WRITTEN INSTRUCTION A: From the forum thread below, list what the reply posted by Guest says the original poster could still lose.

EXCERPTED PASSAGE:
# Wife Wants ACTA sent to her in OAXACA



## mcse9073 (Apr 8, 2011)

Wife ran off on me and the kids in Oaxaca. My life investment, our home in her name there as she changed it behind my back,now she wants me to send her the ACTA to sell house. Says she will split the money. We are not divorced yet. I am thinking I am going to loose the house anyway as she is Mx and I am ******. I have the kids now in the USA. Property "our home" is Comunal in Zicatela, Puerto Escondido. I have the kids , ACTA, and an abandonment report. No money she cleaned the bank. Should I send ACTA? Do I have anything to loose?

PS: She is pregnant with Fernados Baby hmmmmmmmmmmm


----------



## Guest (Apr 9, 2011)

mcse9073 said:


> I have the kids , ACTA, and an abandonment report. No money she cleaned the bank. Should I send ACTA? Do I have anything to loose?
> 
> PS: She is pregnant with Fernados Baby hmmmmmmmmmmm


Only things you could lose now is your half of the house, your kids and your self respect. (sorry - tough love) If you have the ACTA, she couldn't have legitimately changed title of the house without a forged signature which a court would disavow.

Get an attorney in Oaxaca. If that won't work, then get one from MX City. Half is yours, a judgement will force a sale of the house, and go for sole custody of your kids (they must be dual citizens, right?) and severance of her parental rights based on abandonment. Whatever you had in the bank when she left, half was yours, and so you should get more than half of the house sale proceeds.

Mano duro when necessary. If not, give up everything you left behind, prepare for the possible loss of your kids if she gets a judgement and a court order against you, etc. In that case, maybe she would name her new kid after her patron.


----------



## mcse9073 (Apr 8, 2011)

WRITTEN INSTRUCTION B: How many lines of the entries below contain the string "birch"? Case counts; reply with the number only.

GIVEN DATA:

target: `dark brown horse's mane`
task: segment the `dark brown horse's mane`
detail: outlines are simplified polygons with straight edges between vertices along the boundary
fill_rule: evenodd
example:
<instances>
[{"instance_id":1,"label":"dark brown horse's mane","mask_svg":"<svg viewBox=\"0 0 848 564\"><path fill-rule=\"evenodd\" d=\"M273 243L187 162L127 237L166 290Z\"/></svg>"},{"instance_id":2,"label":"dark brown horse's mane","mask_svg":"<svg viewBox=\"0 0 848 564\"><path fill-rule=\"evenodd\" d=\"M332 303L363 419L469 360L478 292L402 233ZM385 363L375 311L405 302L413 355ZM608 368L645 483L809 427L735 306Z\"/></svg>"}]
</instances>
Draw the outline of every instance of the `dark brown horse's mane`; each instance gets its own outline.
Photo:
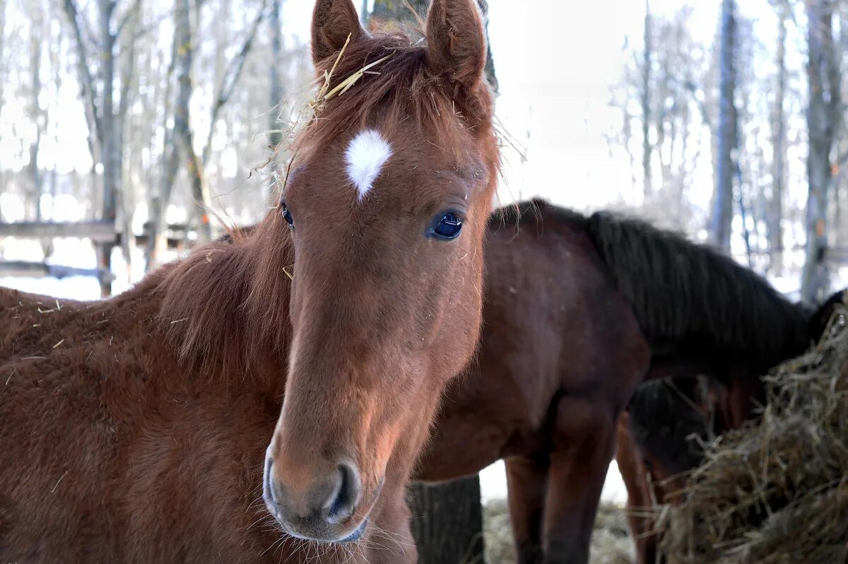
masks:
<instances>
[{"instance_id":1,"label":"dark brown horse's mane","mask_svg":"<svg viewBox=\"0 0 848 564\"><path fill-rule=\"evenodd\" d=\"M588 233L650 341L730 353L761 371L810 345L812 312L730 257L609 212L593 214Z\"/></svg>"},{"instance_id":2,"label":"dark brown horse's mane","mask_svg":"<svg viewBox=\"0 0 848 564\"><path fill-rule=\"evenodd\" d=\"M543 200L493 218L516 226L531 220L585 231L654 345L673 343L764 372L810 344L811 310L706 245L639 220L605 211L587 217Z\"/></svg>"}]
</instances>

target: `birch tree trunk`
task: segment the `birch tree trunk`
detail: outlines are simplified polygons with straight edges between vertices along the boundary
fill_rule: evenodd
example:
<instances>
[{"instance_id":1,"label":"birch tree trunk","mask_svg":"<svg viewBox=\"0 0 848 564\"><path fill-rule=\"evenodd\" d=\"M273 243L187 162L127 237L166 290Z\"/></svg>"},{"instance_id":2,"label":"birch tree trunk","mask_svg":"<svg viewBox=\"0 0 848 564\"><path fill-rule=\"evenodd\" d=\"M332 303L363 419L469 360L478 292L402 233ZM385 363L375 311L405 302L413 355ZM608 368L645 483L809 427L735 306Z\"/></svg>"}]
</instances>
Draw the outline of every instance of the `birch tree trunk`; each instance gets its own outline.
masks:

ANSWER A:
- His half of the house
- His kids
- His self respect

ANSWER B: 4